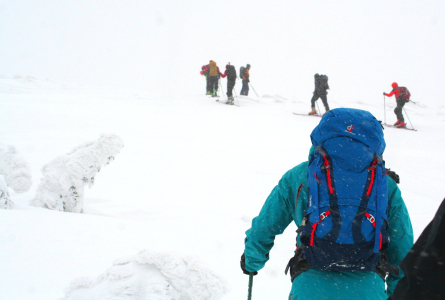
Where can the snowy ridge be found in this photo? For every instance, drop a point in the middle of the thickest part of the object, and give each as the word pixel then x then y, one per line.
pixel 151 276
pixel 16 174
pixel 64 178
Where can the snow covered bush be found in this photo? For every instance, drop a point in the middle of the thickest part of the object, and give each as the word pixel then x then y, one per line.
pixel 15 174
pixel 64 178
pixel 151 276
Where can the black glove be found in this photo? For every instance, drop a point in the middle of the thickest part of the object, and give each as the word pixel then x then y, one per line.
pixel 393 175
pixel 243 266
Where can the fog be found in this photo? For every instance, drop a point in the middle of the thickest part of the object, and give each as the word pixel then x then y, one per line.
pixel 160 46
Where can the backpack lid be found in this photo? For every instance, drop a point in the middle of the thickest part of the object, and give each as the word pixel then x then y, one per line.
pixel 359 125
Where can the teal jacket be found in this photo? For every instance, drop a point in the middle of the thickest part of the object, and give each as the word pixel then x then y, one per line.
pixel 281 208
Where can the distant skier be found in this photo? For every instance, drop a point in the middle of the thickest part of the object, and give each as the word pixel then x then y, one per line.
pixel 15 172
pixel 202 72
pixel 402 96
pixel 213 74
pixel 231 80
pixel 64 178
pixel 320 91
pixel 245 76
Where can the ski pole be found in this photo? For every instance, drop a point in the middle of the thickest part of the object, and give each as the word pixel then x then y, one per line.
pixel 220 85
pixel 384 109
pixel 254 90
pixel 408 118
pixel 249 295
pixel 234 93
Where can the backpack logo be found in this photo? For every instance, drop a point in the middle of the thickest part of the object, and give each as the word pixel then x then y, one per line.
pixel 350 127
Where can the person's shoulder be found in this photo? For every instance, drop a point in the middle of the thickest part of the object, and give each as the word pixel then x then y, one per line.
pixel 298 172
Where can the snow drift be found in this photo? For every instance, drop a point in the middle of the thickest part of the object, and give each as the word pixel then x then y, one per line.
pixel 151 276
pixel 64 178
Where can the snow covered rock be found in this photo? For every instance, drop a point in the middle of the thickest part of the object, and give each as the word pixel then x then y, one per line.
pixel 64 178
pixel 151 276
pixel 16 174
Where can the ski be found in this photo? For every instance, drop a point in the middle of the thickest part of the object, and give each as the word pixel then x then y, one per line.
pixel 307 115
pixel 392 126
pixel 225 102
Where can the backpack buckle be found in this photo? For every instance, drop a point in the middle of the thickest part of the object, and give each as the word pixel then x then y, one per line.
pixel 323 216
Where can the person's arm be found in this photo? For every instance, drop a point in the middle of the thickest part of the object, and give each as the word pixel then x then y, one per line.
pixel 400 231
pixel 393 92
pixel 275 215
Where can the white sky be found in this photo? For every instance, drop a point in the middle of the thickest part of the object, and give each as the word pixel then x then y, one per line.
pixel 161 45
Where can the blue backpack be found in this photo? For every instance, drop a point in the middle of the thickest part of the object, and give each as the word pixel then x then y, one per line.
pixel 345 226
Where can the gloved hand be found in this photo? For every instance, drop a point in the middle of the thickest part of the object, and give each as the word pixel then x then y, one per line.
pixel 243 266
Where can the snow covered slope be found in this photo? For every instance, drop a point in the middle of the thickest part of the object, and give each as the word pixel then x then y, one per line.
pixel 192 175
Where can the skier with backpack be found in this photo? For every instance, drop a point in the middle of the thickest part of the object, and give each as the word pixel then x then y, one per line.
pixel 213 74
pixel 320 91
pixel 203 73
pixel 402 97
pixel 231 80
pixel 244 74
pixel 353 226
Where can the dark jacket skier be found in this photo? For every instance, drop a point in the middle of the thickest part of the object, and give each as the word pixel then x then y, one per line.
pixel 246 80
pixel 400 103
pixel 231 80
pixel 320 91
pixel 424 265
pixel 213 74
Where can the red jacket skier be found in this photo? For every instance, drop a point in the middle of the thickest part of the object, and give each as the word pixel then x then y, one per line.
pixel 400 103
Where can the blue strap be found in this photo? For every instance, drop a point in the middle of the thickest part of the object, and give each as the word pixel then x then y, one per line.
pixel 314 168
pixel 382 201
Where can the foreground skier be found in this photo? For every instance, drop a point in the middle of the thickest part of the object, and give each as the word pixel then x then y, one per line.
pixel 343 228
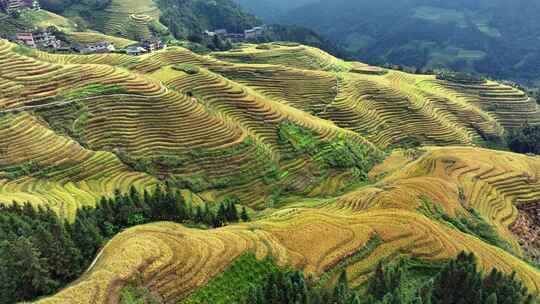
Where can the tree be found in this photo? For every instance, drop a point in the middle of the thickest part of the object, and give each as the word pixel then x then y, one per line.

_____

When repeating the material above, keep every line exact and drop all pictures.

Where can the snowy ridge be found in this photo? For every instance, drop a point in the middle of the thickest part of the object, and give each as the word pixel then x then y, one per line.
pixel 151 276
pixel 16 174
pixel 64 178
Where can the snow covered bush be found in this photo? For every instance, drop a point in the middle of the thickest part of the object, and give each as the word pixel then x then y, one per line.
pixel 15 174
pixel 64 178
pixel 151 276
Where can the black glove be found in this photo? For every instance, drop a point in the middle of the thickest part of the object, and give each as the word pixel then x then y, one per line.
pixel 393 175
pixel 243 266
Where can the fog be found in this photo? For every instance, drop a point in the middle of the thickest part of the object, and give each as the word pixel then x then y, one per line.
pixel 160 46
Where can the backpack lid be found in this photo? For every instance, drop a point in the middle of the thickest part of the object, and give each as the word pixel then x then y, one per line.
pixel 359 125
Where can the teal jacket be found in this photo? For every instance, drop a point in the middle of the thickest part of the object, and give each as the word pixel then x then y, one per line.
pixel 281 208
Where can the distant skier be found in this photo? For every instance, drop a point in the middle of the thickest part of the object, and give each as the word pixel then x then y, one per line.
pixel 15 172
pixel 202 72
pixel 402 96
pixel 213 74
pixel 231 80
pixel 64 178
pixel 320 91
pixel 245 76
Where can the ski pole be found in this photo? For every instance, drop a point in the middle of the thickest part of the object, and give each as the word pixel then x then y, one per line.
pixel 220 85
pixel 384 109
pixel 254 90
pixel 408 118
pixel 249 295
pixel 234 93
Where can the backpack logo be found in this photo? For every instance, drop a point in the middle of the thickest part of the object, and give each as the word pixel then x then y, one per line.
pixel 350 127
Where can the person's shoulder be found in this photo? For every instance, drop a point in the middle of the thickest part of the object, and give each as the word pixel then x then y, one per line.
pixel 298 172
Where can the snow drift be found in this photo? For every instance, drop a point in the middle of the thickest part of the object, and give each as the word pixel then x then y, one per line.
pixel 151 276
pixel 64 178
Where can the snow covered rock be found in this photo? For every instance, drop a point in the middle of the thickest part of the object, and give each as the word pixel then x then y, one per line.
pixel 64 178
pixel 151 276
pixel 16 174
Where can the ski be found in this photo? For every instance, drop a point in the middle of the thickest part of the object, and give each as the word pixel then x then y, one per line.
pixel 307 115
pixel 392 126
pixel 225 102
Where can the backpack buckle be found in this photo? For every instance, drop a point in the middle of the thickest part of the object, and give each as the word pixel then x then y, one per line.
pixel 323 216
Where can the person's arm be found in this photo? For every instance, drop a point in the middle of the thickest part of the object, and give each as the word pixel then x then y, one per line.
pixel 400 231
pixel 393 92
pixel 275 215
Where can the white sky be found in this photo? For every instance, drop a point in the middle of the thickest part of the object, and give each as the word pixel then x then y, one per line.
pixel 161 45
Where can the blue backpack be found in this photo? For every instance, drop a point in the middle of the thickest part of the object, and give each as the word pixel then x then y, one per line.
pixel 345 226
Where can the gloved hand be found in this photo? For every instance, drop a point in the middle of the thickest part of the object, and give each as the word pixel then x then y, one per line.
pixel 243 266
Where can the snow covered slope be found in this photo? For every instance, drop a point in the middle of the thickest part of the object, and give each as the word pixel then x then y, one per line.
pixel 192 175
Where can the skier with backpack be found in this photo? For every instance, drop a point in the middle of the thickest part of the object, and give each as the word pixel then x then y, one per line.
pixel 213 74
pixel 320 91
pixel 203 73
pixel 402 97
pixel 231 80
pixel 244 74
pixel 353 226
Where can the dark jacket skier be found in this photo? For every instance, drop a point in the middle of the thickest part of the object, and give each as the word pixel then x then y, one per line.
pixel 246 80
pixel 400 103
pixel 231 80
pixel 320 91
pixel 424 265
pixel 213 74
Where can the red jacket skier be found in this photo? For every instance, drop a point in the middle of the thickest part of the object, and give each as the word pixel then x then y, one per line.
pixel 400 103
Where can the blue strap be found in this photo? For every instance, drop a point in the middle of the thickest part of the object, and give each as the word pixel then x then y, one per line.
pixel 314 168
pixel 382 201
Where can the foreground skier be found in this photo? For every instance, drop a point in the middle of the thickest part of the object, and give each as the word pixel then x then y, one per line.
pixel 343 228
Where can the tree be found in this photo? For every instance, drop a point in the middle of the thickest part of the object, and give each as the word pixel then x then y, one per line.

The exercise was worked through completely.